* DATASET RECORDS
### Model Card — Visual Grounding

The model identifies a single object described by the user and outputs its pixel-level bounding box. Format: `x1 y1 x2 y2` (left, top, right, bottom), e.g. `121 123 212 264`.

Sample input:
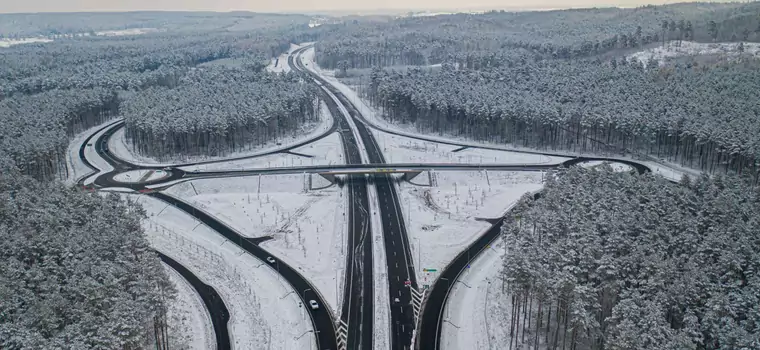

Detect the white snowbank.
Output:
134 195 316 350
399 171 543 285
113 169 171 183
0 38 53 47
628 41 760 65
372 130 569 164
64 120 119 184
167 174 348 313
580 160 633 173
181 133 345 171
441 240 511 350
108 103 333 166
81 121 113 185
163 264 216 350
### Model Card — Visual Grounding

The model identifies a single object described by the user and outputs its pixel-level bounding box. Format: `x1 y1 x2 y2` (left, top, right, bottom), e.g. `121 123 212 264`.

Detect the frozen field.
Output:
108 103 333 166
132 195 315 350
399 171 543 285
168 174 348 311
163 264 216 350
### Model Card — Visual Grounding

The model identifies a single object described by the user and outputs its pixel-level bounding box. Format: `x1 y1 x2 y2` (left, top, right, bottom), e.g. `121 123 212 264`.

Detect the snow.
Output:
95 28 156 36
81 121 113 185
628 41 760 65
163 264 216 350
113 169 171 183
0 38 53 47
167 174 348 314
441 240 511 350
372 130 569 164
580 160 633 172
399 171 543 285
108 103 333 166
134 194 316 350
64 120 119 184
180 133 345 171
368 186 391 350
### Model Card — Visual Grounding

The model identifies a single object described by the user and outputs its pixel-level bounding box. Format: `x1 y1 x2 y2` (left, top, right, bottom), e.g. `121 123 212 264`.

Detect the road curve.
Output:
146 192 337 349
156 251 230 350
415 165 651 350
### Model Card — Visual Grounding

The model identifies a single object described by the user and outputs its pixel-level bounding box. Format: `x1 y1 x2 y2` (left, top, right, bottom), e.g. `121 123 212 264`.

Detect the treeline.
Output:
502 167 760 350
0 88 119 180
316 2 760 69
122 67 319 160
0 23 315 180
363 59 760 175
0 168 176 350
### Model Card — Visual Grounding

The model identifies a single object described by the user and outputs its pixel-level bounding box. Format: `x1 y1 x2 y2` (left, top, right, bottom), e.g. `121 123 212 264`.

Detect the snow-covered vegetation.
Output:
0 169 175 349
503 167 760 349
122 67 319 160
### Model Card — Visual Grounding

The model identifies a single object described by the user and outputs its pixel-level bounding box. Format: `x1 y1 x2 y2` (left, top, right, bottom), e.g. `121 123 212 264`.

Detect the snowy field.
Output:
372 130 569 164
580 161 633 172
628 41 760 65
81 122 118 185
162 264 216 350
113 169 171 183
441 240 512 350
167 174 348 313
64 120 119 184
0 38 53 47
180 133 345 171
132 194 315 350
399 171 543 285
108 103 333 166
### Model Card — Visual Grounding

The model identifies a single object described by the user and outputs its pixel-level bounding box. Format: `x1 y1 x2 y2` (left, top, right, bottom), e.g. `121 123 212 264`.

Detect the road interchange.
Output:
78 43 660 350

* WHAT THE EXERCISE ASKS
Omit the pictures. Transcribe every record exactly.

* THE RESPONSE
### Model Card — Visual Grounding

The model identifies a single object described by the user and outputs its pixel-level bounding box. Format: `x1 y1 x2 y2` (left, top, right, bottom), e.g. `121 123 212 264`.

Sample input:

Detect the white snowbank.
Output:
134 195 316 350
399 171 543 285
113 169 171 183
0 38 53 47
628 41 760 65
372 130 569 164
64 120 119 184
167 174 348 313
580 160 633 173
181 133 345 171
441 240 511 350
108 103 333 166
81 121 113 185
163 264 216 350
### Model Card — Visual Grounding

The model identifies a single object described by the user and outputs its pixel-level bounding box. Format: `x1 y1 x2 y2` (left, top, right, bottom), e.g. `121 123 212 264`.

Detect the frozen field.
Output:
108 103 333 166
132 195 315 350
399 171 543 285
168 174 348 311
163 264 216 350
### Model Card — Visual Grounding

The model identifies a single object described by the user and outputs its pixel-level bounding box. Format: `x1 y1 x2 y2` (left, top, right, bottom), e.g. `121 123 212 264`.

Detect the snow.
Output:
95 28 156 36
81 121 113 185
628 41 760 65
163 264 216 350
113 169 171 183
0 38 53 47
167 174 348 314
441 240 511 350
372 130 569 164
580 160 633 172
399 171 543 285
108 103 333 166
134 194 316 350
64 120 119 184
180 133 345 171
368 186 391 350
### Model Card — Visual Grounding

The model identifies a single object described by the user and outputs its pixel-level bounding box. Format: `x1 y1 x2 y2` (left, top, right, bottom), e.g. `121 123 212 264`.

Detect the road curve.
Output:
146 192 337 349
156 251 230 350
415 165 651 350
### Model Card — Visual Grounding

The model identifies a single object described by the user and outputs its pixel-level bounding box. Format: `x1 y1 x2 y2` (left, top, right, bottom), e.g. `121 123 212 264`.

Detect the treeline.
Output:
502 167 760 350
0 88 119 180
316 2 760 69
122 67 319 160
0 23 315 180
363 59 760 175
0 168 176 350
### Model Card — Visual Grounding

The model identifies a single object described by the user and outputs its pixel-level bounding box. Format: `x1 y1 x2 y2` (left, top, right, bottom), e.g. `121 123 212 264`.

Detect the snow-covered vegetation.
Output:
0 169 175 349
503 167 760 349
122 67 319 160
### Model Card — Visual Grounding

The model identifies a single object described by the user and outputs its pixel-level bounding box. Format: `x1 y1 x2 y2` (left, top, right, bottom), e.g. `121 123 212 264`.

Detect the snowy field.
Output:
372 130 569 164
580 161 633 172
628 41 760 65
81 122 118 185
162 264 216 350
113 169 171 183
441 240 512 350
167 174 348 313
64 120 119 184
0 38 53 47
180 133 345 171
132 194 315 350
399 171 543 285
108 103 333 166
### Model Card — Visual Grounding

The model identifies a single object described by the user and outputs its pixel-level bounding box. Format: `x1 y1 x2 y2` (left, top, right, bottom), e.g. `121 123 212 264`.

Detect the road interchange.
Output:
78 43 660 350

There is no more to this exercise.